**Input for this task:**
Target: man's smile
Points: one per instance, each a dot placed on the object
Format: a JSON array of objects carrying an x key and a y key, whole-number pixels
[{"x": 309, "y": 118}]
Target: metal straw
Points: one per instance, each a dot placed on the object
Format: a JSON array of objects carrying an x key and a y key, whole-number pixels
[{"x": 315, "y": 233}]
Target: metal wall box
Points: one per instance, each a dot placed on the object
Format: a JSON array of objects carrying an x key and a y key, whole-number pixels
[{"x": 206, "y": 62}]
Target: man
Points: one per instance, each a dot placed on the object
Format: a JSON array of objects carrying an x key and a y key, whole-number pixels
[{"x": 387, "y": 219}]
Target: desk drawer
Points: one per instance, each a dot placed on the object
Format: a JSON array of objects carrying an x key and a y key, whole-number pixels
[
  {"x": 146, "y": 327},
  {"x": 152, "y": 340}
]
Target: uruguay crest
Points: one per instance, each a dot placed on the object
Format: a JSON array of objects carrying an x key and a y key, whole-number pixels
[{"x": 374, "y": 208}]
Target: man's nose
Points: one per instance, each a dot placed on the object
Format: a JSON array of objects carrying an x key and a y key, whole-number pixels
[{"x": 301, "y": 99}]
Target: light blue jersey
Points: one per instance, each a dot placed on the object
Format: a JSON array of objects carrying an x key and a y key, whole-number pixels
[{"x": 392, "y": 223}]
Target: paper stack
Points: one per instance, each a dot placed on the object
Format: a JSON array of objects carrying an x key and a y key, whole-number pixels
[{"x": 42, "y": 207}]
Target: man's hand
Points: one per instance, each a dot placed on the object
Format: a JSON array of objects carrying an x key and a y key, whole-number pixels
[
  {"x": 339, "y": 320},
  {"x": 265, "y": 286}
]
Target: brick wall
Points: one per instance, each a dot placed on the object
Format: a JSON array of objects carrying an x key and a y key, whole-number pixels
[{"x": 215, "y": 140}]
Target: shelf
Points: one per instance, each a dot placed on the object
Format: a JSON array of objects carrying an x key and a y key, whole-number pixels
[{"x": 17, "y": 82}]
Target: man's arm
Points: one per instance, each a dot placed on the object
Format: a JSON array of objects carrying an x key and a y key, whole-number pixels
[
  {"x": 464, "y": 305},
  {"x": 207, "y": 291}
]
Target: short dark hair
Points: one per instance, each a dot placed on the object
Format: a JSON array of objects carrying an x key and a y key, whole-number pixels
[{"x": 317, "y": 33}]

**Assigned task:** Your answer should consist of each line above in which "wall" appears.

**Solution for this task:**
Target: metal wall box
Target: brick wall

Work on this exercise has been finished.